- Decades:: 1980s; 1990s; 2000s; 2010s; 2020s;
- See also:: Other events of 2006 List of years in Argentina

= 2006 in Argentina =

Events in the year 2006 in Argentina.

==Incumbents==
- President: Néstor Kirchner
- Vice President: Daniel Scioli

===Governors===
- Governor of Buenos Aires Province: Felipe Solá
- Governor of Catamarca Province: Eduardo Brizuela del Moral
- Governor of Chaco Province: Roy Nikisch
- Governor of Chubut Province: Mario Das Neves
- Governor of Córdoba: José Manuel De la Sota
- Governor of Corrientes Province: Arturo Colombi
- Governor of Entre Ríos Province: Jorge Busti
- Governor of Formosa Province: Gildo Insfrán
- Governor of Jujuy Province: Eduardo Fellner
- Governor of La Pampa Province: Carlos Verna
- Governor of La Rioja Province: Ángel Maza
- Governor of Mendoza Province: Julio Cobos
- Governor of Misiones Province: Carlos Rovira
- Governor of Neuquén Province: Jorge Sobisch
- Governor of Río Negro Province: Miguel Saiz
- Governor of Salta Province: Juan Carlos Romero
- Governor of San Juan Province: José Luis Gioja
- Governor of San Luis Province: Alberto Rodríguez Saá
- Governor of Santa Cruz Province: Sergio Acevedo (until 30 March); Carlos Sancho (starting 30 March)
-=-=-
## Problem requirements
Answer these questions from the 2006 in Argentina page above:
(a) Who is listed as Vice President?
(b) Who is listed as Governor of Mendoza Province?
(c) On what date did Carlos Sancho start as Governor of Santa Cruz Province?
-=-=-
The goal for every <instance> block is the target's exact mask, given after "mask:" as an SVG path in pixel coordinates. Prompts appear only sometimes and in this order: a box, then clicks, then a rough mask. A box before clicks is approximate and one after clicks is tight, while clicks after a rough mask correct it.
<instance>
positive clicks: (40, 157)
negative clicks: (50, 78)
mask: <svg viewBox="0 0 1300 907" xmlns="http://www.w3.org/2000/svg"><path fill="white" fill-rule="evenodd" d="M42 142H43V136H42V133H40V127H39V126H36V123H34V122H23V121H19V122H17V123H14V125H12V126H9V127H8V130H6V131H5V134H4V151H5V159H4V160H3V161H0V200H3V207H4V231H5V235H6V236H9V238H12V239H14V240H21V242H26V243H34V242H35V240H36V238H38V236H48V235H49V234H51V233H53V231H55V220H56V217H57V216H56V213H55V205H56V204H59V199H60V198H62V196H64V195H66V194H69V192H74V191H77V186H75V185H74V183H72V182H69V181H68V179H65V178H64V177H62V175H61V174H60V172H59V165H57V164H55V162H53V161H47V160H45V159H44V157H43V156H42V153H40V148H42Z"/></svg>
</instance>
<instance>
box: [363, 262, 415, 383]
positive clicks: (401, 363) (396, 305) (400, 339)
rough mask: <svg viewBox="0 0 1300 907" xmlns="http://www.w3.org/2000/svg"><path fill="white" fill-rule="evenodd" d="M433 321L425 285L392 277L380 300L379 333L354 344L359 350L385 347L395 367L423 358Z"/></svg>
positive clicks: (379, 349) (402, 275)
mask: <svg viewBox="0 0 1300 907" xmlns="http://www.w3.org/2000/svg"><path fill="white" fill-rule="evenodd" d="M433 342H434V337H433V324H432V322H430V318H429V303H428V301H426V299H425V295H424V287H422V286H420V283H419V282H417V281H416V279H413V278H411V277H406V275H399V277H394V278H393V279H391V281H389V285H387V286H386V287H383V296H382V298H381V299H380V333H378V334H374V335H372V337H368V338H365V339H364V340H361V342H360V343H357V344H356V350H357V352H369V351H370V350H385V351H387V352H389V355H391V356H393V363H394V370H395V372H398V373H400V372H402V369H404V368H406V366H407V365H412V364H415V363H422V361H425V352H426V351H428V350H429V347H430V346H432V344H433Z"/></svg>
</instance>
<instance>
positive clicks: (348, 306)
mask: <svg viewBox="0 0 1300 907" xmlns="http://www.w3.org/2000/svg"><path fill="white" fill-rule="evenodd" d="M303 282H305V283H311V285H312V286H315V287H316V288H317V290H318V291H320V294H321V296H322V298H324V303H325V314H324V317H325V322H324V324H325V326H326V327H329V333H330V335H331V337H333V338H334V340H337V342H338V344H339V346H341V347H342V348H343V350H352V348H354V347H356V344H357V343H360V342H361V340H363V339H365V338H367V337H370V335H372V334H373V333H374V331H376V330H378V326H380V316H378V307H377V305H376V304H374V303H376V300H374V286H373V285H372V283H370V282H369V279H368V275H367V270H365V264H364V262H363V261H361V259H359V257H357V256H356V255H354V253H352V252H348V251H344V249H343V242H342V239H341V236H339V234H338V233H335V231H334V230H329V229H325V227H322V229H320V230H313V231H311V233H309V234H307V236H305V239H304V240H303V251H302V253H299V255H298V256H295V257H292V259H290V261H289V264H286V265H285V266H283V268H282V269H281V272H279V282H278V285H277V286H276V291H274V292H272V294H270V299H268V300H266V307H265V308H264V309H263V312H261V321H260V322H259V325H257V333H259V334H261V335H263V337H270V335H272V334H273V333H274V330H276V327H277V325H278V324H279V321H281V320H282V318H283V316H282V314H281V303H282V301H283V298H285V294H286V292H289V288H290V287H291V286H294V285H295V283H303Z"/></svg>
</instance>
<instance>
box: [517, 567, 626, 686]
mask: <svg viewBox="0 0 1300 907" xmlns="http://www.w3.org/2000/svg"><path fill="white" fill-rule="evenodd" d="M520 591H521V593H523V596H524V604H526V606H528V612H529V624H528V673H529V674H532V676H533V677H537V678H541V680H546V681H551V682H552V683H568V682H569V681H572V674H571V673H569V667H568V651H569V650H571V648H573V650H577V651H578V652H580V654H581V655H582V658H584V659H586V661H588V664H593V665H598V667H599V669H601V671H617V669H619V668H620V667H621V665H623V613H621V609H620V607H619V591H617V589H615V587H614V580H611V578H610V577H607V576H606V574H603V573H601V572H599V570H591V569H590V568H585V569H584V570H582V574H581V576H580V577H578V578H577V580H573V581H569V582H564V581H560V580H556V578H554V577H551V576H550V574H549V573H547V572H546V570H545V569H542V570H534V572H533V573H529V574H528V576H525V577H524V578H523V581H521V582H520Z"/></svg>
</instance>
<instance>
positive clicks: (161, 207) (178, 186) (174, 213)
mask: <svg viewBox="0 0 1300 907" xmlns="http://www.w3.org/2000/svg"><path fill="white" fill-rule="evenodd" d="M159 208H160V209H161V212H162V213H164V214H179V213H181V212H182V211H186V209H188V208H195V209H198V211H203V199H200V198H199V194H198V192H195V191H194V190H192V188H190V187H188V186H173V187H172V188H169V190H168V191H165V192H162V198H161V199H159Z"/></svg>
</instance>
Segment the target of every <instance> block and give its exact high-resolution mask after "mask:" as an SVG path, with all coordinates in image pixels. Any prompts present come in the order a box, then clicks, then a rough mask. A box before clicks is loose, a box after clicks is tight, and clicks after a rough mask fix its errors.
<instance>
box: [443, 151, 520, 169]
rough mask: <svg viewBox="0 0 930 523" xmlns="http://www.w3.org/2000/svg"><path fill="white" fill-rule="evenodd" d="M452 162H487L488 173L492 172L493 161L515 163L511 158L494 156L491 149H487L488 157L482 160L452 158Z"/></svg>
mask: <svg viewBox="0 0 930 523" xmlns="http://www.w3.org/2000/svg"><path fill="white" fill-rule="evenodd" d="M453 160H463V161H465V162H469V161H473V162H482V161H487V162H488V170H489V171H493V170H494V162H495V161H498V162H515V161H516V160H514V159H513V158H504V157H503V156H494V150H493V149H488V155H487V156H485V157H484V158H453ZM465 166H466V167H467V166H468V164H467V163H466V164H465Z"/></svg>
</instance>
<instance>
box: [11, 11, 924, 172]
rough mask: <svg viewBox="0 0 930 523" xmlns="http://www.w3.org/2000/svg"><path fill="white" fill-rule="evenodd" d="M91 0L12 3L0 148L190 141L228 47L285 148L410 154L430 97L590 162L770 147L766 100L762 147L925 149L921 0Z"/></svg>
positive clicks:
-=-=-
## Exercise solution
(a) Daniel Scioli
(b) Julio Cobos
(c) 30 March